In full and without change, repeat the records shown below.

________________________

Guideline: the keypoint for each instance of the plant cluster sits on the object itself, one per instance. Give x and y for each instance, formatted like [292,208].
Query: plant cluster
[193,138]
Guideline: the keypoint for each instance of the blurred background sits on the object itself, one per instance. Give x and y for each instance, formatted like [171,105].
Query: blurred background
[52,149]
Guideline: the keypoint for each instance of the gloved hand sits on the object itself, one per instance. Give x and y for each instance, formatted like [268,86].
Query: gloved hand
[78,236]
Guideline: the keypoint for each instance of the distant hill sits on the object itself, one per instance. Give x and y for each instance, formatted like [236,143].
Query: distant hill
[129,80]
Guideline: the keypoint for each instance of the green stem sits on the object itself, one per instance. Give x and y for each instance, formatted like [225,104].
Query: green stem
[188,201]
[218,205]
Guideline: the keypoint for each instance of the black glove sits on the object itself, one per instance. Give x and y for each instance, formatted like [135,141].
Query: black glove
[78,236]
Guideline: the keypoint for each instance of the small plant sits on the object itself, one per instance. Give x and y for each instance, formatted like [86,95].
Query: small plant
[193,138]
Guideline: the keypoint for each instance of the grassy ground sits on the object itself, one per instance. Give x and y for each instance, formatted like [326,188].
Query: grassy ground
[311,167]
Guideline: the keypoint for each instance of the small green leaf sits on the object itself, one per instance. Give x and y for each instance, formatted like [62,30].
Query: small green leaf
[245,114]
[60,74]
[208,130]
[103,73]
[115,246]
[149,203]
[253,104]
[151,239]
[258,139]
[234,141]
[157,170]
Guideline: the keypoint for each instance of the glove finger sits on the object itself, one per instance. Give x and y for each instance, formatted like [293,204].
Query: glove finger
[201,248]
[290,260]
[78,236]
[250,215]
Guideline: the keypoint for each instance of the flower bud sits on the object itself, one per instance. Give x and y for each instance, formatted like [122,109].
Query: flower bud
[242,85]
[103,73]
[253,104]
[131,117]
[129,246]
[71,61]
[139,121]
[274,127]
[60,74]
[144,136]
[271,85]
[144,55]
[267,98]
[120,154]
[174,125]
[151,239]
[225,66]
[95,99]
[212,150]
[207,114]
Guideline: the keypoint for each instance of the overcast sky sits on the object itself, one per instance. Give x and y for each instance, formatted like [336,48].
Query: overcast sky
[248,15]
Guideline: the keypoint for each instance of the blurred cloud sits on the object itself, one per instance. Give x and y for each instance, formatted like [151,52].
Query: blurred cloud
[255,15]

________________________

- Answer to this exercise -
Guideline: the keypoint for each instance of the plant cluster sits on the object itself, one per instance. Give x and y for each instance, formatted like [292,208].
Query: plant cluster
[193,138]
Guideline: the keypoint for each instance of the blurred background sits on the object itself, one per instance. Give x and y for each instance, formatted like [171,105].
Query: blurred background
[52,149]
Guideline: the keypoint for each instance of the gloved hand sits on the object itself, one per instance. Give x and y for each instance, formatted like [268,86].
Query: gloved hand
[78,236]
Guideline: the keypoint for each instance of the distant hill sits on the object itself, one per instance. Give x and y for each instance, formatted like [236,143].
Query: distant hill
[129,80]
Guideline: the keypoint for each instance of the green stem sits on the object itself, one per instance. Give x and y for each instance, formatted like [225,104].
Query: green stem
[188,201]
[218,205]
Guideline: the keypoint for each instance of the black glove sits on the object itself, one per instance. Give x and y for each instance, formatted like [135,141].
Query: black glove
[78,236]
Guideline: the keypoint for each instance of the small plant sits on the object itself, one per instance. Give x and y for each instance, formatted like [86,95].
Query: small plant
[193,138]
Guideline: the keypoint for each instance of the grassy ground sits on the object itself, one per instance. Give x and y for each instance, formatted like [326,188].
Query: grassy ground
[311,167]
Guideline: the keypoint for each instance of the small green leaf sits on the object itself, one per instance. Give x and y for each instance, formatted like [62,30].
Query: small green leaf
[245,114]
[60,74]
[208,130]
[103,73]
[115,246]
[149,203]
[253,104]
[151,239]
[258,139]
[234,141]
[157,170]
Guideline: the keypoint for each instance of the glove finger sits on the object itself, one per instance. Give x and y for each instance, formatted like [293,204].
Query: glove finger
[201,248]
[290,260]
[78,236]
[250,215]
Guideline: the keypoint for each instance of the flower bud sits on the object itself, one per instance. Give x and y for each instance, formatted like [122,109].
Query: flower bud
[242,85]
[103,73]
[253,104]
[131,117]
[129,246]
[71,61]
[139,121]
[274,127]
[60,74]
[144,136]
[271,85]
[144,55]
[267,98]
[120,154]
[174,125]
[151,239]
[225,66]
[95,99]
[212,150]
[207,114]
Guideline: the keypoint for each instance of the overcast sky sits on the object itself, one per instance. Give x and y for each instance, formatted like [336,48].
Query: overcast sky
[248,15]
Guideline: the keypoint for each instance of the blurred cloud sits on the object itself, one per instance. Give x and y for each instance, formatted like [151,52].
Query: blurred cloud
[255,15]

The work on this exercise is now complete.